Document text:
........
Management
Objectives
Lucchese quickly realised the almost unlimited potential that existed in this
volatile and ever changing business. Garment manufacturers needed access to
large amounts of money, particularly when funding their new season's offerings
twice a year. Often this was not available from traditional banking sources.
Infusion of short-term capital, or lack of it could make or break a business.
Lucchese pioneered what became known as “knockdown loans.” Traditionally
this would be $50,000 leant for twenty weeks at five “points”, meaning a
weekly interest rate of $2,500. The interest had to be paid first, which meant
that the borrower paid twenty times $2,500 and at the end of the term still owed
the principal. The profit to Lucchese was huge.
However usurious the loans amounted to, they were often a salvation to a
maker who had orders for his new lines, but wouldn’t get paid for them until
thirty days after they were delivered. The loan funded his raw material and
labour costs and kept him going until the money arrived from his customer. In
the event that he had to default on the loan, Lucchese would simply step in and
take over part or all of the business. Within a few years, he would come to have
an interest in dozens of garment making companies and own at least seven of them
outright.
Using Buchalter as a lever through his control of the unions, Lucchese added
a novel rider on his operation by employing non-union labour in his factories,
which gave him the edge on prices through cheaper costs than his competitors.
Never one to miss up on any opportunity, he also arranged for many bank
officials to be bribed into letting him know when they had refused prospective
customers, so that he could show up at the company with an offer of alternative
financing.
........
Data lines:
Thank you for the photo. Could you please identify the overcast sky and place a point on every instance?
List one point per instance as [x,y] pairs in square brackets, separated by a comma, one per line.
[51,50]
........
Direction 1: Reproduce everything in the passage on Lucchese's garment loans from "Lucchese pioneered what" down to "Lucchese was huge.".
Direction 2:
Answer these questions using the passage on Lucchese's garment loans:
(a) For how many weeks was a traditional knockdown loan lent?
(b) How long after delivery did a maker get paid for his orders?
(c) At least how many garment making companies did Lucchese come to own outright?
Direction 3: Pick up the passage on Lucchese's lending in the garment business and continue it from the point where it stops.
The lines that come after the passage play no role here.

Answer 1:
Lucchese pioneered what became known as “knockdown loans.” Traditionally
this would be $50,000 leant for twenty weeks at five “points”, meaning a
weekly interest rate of $2,500. The interest had to be paid first, which meant
that the borrower paid twenty times $2,500 and at the end of the term still owed
the principal. The profit to Lucchese was huge.

Answer 2:
(a) Twenty weeks.
(b) Thirty days.
(c) Seven.

Answer 3:
To complete his stranglehold on the industry, Lucchese went after the other
critical area that was the key to control, alongside the cutters' local. The
trucking in and out of goods was the aorta that pumped along the lifeblood of
the whole industry. Disrupting or closing down the shipment of raw materials and
finished goods would bring the area to a halt.
By 1939, Louis Buchalter had come to the end of his reign, was arrested and
sentenced to prison. This was the least of his worries, and eventually he was
tried, convicted and executed for his part in a murder that had occurred years
before. By then, Lucchese had cemented his hold on the Garment Center. Through
his loan-sharking activities, control of clothing unions and domination of the
corrupt Teamsters Union locals and the trucking industry, he was undoubtedly the
most powerful figure in that forty square blocks of mid-town Manhattan.
At some stage, his son Baldassare, who had graduated from West Point, came
into the family business helping to run the clothing factories and other
interests Lucchese had amassed. His daughter Frances, an attractive woman
educated at the Sacred Heart Convent in Manhattan, married Thomas, elder son of
Carlo Gambino at one time considered to be the most powerful Mafia don in
America.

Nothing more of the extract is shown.